**WHAT IS EXPECTED**
Exact reproduction is required for all entries.

>> Start

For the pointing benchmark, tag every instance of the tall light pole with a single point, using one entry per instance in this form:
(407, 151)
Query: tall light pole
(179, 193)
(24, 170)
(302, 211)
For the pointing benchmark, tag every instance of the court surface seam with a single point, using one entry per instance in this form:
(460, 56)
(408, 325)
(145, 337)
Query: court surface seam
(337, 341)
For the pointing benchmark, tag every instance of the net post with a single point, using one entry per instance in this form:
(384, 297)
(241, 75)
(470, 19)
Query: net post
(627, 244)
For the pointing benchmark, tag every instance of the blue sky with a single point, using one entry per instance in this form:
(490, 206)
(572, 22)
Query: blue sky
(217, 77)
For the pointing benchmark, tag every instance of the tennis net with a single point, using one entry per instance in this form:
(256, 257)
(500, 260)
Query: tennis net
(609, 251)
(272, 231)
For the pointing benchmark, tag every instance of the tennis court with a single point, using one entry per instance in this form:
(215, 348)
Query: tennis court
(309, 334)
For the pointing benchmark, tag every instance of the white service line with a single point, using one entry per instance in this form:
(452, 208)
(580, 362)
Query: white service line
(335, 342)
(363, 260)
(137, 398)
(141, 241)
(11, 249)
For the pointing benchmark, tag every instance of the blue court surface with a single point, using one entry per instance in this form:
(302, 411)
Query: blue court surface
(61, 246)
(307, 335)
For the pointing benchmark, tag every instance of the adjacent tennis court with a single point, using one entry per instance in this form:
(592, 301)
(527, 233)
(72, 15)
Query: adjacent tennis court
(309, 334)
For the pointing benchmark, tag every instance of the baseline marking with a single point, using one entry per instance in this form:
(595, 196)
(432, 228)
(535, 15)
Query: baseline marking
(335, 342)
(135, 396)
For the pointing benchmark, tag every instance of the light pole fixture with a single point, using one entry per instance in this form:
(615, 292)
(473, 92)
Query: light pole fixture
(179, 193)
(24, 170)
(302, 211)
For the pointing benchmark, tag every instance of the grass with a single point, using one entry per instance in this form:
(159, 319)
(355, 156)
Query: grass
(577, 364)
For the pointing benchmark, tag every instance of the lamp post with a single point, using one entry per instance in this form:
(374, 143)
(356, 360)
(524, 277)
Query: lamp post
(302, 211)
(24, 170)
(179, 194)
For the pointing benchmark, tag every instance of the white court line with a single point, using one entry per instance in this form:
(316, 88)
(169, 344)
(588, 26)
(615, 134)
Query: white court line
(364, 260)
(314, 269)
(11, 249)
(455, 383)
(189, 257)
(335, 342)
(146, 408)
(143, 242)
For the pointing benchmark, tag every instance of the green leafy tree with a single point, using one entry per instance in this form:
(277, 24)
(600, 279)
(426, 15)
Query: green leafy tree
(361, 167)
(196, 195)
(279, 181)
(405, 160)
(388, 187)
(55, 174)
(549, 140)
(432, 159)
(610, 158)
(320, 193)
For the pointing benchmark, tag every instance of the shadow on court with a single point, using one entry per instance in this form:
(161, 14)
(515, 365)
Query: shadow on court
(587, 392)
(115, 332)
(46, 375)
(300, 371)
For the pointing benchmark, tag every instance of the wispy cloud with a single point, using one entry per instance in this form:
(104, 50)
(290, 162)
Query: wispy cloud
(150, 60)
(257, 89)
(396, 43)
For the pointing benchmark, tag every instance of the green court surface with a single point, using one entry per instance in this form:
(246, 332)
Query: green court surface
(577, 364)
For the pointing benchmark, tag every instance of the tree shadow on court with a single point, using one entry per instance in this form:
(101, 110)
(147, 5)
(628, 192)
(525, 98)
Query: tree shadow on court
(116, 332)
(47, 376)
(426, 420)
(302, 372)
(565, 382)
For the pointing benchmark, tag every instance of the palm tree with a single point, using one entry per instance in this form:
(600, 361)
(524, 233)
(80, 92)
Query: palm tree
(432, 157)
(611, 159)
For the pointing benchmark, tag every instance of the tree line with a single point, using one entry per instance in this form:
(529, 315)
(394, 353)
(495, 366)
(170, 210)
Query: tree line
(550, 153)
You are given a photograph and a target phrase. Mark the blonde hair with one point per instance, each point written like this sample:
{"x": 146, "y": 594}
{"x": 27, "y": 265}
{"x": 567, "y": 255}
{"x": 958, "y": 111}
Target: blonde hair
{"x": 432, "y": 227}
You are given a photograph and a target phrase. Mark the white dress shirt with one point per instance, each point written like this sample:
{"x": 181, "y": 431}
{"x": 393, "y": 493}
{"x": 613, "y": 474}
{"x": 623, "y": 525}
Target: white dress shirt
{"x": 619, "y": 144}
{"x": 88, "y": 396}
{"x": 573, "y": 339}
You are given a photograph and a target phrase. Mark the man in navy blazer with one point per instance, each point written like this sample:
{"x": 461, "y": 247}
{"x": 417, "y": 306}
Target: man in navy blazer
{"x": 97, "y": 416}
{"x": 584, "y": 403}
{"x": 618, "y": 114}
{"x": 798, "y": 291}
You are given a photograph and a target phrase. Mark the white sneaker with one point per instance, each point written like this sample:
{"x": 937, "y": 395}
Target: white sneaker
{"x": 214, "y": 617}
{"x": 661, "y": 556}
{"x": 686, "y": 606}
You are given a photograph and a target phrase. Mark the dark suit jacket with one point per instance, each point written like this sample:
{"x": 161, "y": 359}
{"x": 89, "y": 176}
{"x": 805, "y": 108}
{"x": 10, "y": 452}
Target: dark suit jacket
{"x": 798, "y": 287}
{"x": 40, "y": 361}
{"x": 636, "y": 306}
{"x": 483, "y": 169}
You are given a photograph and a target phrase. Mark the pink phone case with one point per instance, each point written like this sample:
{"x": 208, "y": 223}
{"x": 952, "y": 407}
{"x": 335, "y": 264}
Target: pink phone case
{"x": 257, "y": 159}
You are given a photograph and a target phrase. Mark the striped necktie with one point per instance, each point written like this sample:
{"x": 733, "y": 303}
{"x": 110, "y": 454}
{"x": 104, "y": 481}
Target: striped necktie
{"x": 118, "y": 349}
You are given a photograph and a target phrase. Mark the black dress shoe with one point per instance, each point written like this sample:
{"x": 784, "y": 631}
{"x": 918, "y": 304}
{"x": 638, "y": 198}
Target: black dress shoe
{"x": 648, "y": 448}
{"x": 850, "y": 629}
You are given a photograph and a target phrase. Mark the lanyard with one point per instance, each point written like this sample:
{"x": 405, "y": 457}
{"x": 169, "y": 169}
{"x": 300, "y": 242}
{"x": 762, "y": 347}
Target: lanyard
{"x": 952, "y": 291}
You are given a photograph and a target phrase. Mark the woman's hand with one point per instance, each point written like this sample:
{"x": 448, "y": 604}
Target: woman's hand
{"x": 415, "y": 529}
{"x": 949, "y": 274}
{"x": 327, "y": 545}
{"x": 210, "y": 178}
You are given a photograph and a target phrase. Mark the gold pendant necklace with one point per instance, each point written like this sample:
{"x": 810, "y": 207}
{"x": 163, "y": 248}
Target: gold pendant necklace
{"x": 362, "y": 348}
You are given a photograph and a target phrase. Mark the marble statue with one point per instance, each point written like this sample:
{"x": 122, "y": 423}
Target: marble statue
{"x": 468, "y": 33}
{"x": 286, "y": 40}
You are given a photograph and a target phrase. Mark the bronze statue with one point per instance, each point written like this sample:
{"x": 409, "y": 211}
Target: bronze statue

>> End

**ANSWER TO THIS TASK**
For the pointing benchmark, tag every instance of the tall light pole with a single point, using one entry per instance in this form:
(407, 151)
Query: tall light pole
(179, 193)
(24, 170)
(302, 211)
For the pointing benchmark, tag every instance of the court surface seam with a single point, using one entry per instance in this form:
(460, 56)
(408, 325)
(145, 337)
Query: court surface seam
(337, 341)
For the pointing benchmark, tag every instance of the net post with a single point, using one entry per instance in this form:
(384, 297)
(241, 75)
(470, 19)
Query: net post
(627, 244)
For the pointing benchmark, tag every instance of the blue sky with a single point, using one entry per instance in this form:
(490, 206)
(572, 22)
Query: blue sky
(217, 77)
For the pointing benchmark, tag every instance of the tennis net with a single point, using one entry per instance in this form:
(256, 257)
(500, 260)
Query: tennis net
(609, 251)
(272, 231)
For the pointing benchmark, tag every instance of the tennis court with a single point, using one entry per instance in this form:
(215, 348)
Query: tennis court
(309, 334)
For the pointing benchmark, tag every instance of the white service line with a single point, using one entry per instance in this form:
(452, 208)
(580, 362)
Query: white service line
(335, 342)
(363, 260)
(137, 398)
(141, 241)
(11, 249)
For the pointing benchmark, tag every instance of the blue court surface with a single point, using one entry per instance in this form:
(302, 411)
Query: blue court surface
(61, 246)
(307, 335)
For the pointing benchmark, tag every instance of the adjacent tennis court with a single point, using one entry per instance in this form:
(592, 301)
(527, 233)
(72, 15)
Query: adjacent tennis court
(309, 334)
For the pointing benchmark, tag every instance of the baseline marking with a single point, using one entry per instance in this form:
(595, 196)
(432, 228)
(535, 15)
Query: baseline marking
(335, 342)
(135, 396)
For the pointing benchmark, tag every instance of the light pole fixture with a single point, using one entry per instance in this form:
(615, 292)
(473, 92)
Query: light pole fixture
(179, 193)
(24, 170)
(302, 211)
For the pointing benchmark, tag every instance of the grass with a single point, using one entry per instance in this form:
(159, 319)
(355, 156)
Query: grass
(577, 364)
For the pointing benchmark, tag every instance of the lamp post with a single point, using one entry per instance in this form:
(374, 143)
(356, 360)
(524, 277)
Query: lamp post
(302, 211)
(24, 170)
(179, 194)
For the pointing benchmark, tag every instance of the white court line with a single point, using one entry per instance in this form:
(316, 88)
(169, 344)
(588, 26)
(615, 134)
Query: white court line
(364, 260)
(314, 269)
(11, 249)
(455, 383)
(189, 257)
(335, 342)
(146, 408)
(143, 242)
For the pointing benchmark, tag every instance of the green leafy tree with a single point, using one entry per instance in this form:
(277, 24)
(600, 279)
(426, 15)
Query: green leafy tree
(361, 167)
(196, 195)
(279, 181)
(405, 160)
(388, 187)
(55, 174)
(549, 140)
(432, 159)
(610, 158)
(320, 193)
For the pointing benchmark, tag every instance of the shadow on court with a single point, using one entry per instance in this form:
(161, 14)
(515, 365)
Query: shadow on court
(587, 392)
(115, 332)
(46, 375)
(300, 371)
For the pointing benchmark, tag every instance of the wispy cloud with a single point, using one entry per instance in this form:
(104, 50)
(290, 162)
Query: wispy cloud
(150, 60)
(257, 89)
(396, 43)
For the pointing benchmark, tag every instance of the green court surface with a single point, using one entry per instance in this form:
(246, 332)
Query: green court surface
(577, 364)
For the pointing benchmark, tag every instance of the tree shadow on court with a single point, using one entry per instance in this form:
(101, 110)
(147, 5)
(628, 192)
(525, 98)
Query: tree shadow on court
(116, 332)
(47, 376)
(426, 420)
(302, 372)
(565, 382)
For the pointing benchmark, tag every instance of the palm tree with a single point, using one entry per instance in this form:
(600, 361)
(524, 233)
(80, 92)
Query: palm tree
(432, 157)
(611, 159)
For the pointing benchmark, tag every instance of the tree line with a single point, using one entry per instance in this form:
(529, 315)
(394, 353)
(495, 366)
(170, 210)
Query: tree line
(550, 153)
You are given a photograph and a target phrase. Mark the blonde hair with one point per instance, each point written like this sample:
{"x": 146, "y": 594}
{"x": 27, "y": 265}
{"x": 567, "y": 255}
{"x": 958, "y": 111}
Target: blonde hair
{"x": 432, "y": 227}
You are given a photograph and a target phrase. Mark the white dress shirt with one point per instance, each point written like this sample:
{"x": 181, "y": 431}
{"x": 393, "y": 493}
{"x": 613, "y": 474}
{"x": 623, "y": 525}
Target: white dress shirt
{"x": 619, "y": 144}
{"x": 88, "y": 396}
{"x": 573, "y": 339}
You are given a photograph and a target phrase. Mark the man in navy blazer with one point per instance, each point written like this sample:
{"x": 461, "y": 247}
{"x": 417, "y": 306}
Target: man in navy blazer
{"x": 97, "y": 416}
{"x": 584, "y": 403}
{"x": 618, "y": 114}
{"x": 798, "y": 291}
You are given a photograph and a target phrase. Mark the white sneaker with one point per instance, each point written like this sample:
{"x": 937, "y": 395}
Target: white sneaker
{"x": 214, "y": 617}
{"x": 661, "y": 556}
{"x": 686, "y": 606}
You are given a photograph and a target phrase. Mark the dark suit jacket with one point per instance, each point written like this sample:
{"x": 161, "y": 359}
{"x": 89, "y": 176}
{"x": 805, "y": 108}
{"x": 10, "y": 452}
Target: dark suit jacket
{"x": 798, "y": 287}
{"x": 40, "y": 361}
{"x": 636, "y": 306}
{"x": 483, "y": 169}
You are given a photograph and a target phrase. Mark the pink phone case with one point per instance, each point written like this sample:
{"x": 208, "y": 223}
{"x": 952, "y": 407}
{"x": 335, "y": 264}
Target: pink phone case
{"x": 257, "y": 159}
You are given a photograph and a target phrase. Mark the striped necktie with one point per instance, each point written like this sample:
{"x": 733, "y": 303}
{"x": 110, "y": 454}
{"x": 104, "y": 481}
Target: striped necktie
{"x": 118, "y": 349}
You are given a photograph and a target phrase. Mark the black dress shoe with one point per instance, each point written like this sample:
{"x": 784, "y": 631}
{"x": 918, "y": 304}
{"x": 638, "y": 198}
Target: black dress shoe
{"x": 648, "y": 448}
{"x": 850, "y": 629}
You are given a photograph and a target phrase. Mark the lanyard with one point per instance, each point written like this sample:
{"x": 405, "y": 457}
{"x": 169, "y": 169}
{"x": 300, "y": 242}
{"x": 762, "y": 347}
Target: lanyard
{"x": 952, "y": 291}
You are given a photograph and a target phrase. Mark the woman's hand with one point per instance, each point written like this sample:
{"x": 448, "y": 604}
Target: woman's hand
{"x": 415, "y": 529}
{"x": 949, "y": 274}
{"x": 327, "y": 545}
{"x": 210, "y": 178}
You are given a photograph and a target phrase. Mark the gold pendant necklace with one point per instance, each point written like this sample:
{"x": 810, "y": 207}
{"x": 163, "y": 248}
Target: gold pendant necklace
{"x": 362, "y": 348}
You are given a photograph and a target phrase. Mark the marble statue with one point per instance, each point written like this sample:
{"x": 122, "y": 423}
Target: marble statue
{"x": 468, "y": 33}
{"x": 286, "y": 40}
You are given a photograph and a target phrase. Mark the bronze statue with one point per instance, each point written like this sample:
{"x": 409, "y": 211}
Target: bronze statue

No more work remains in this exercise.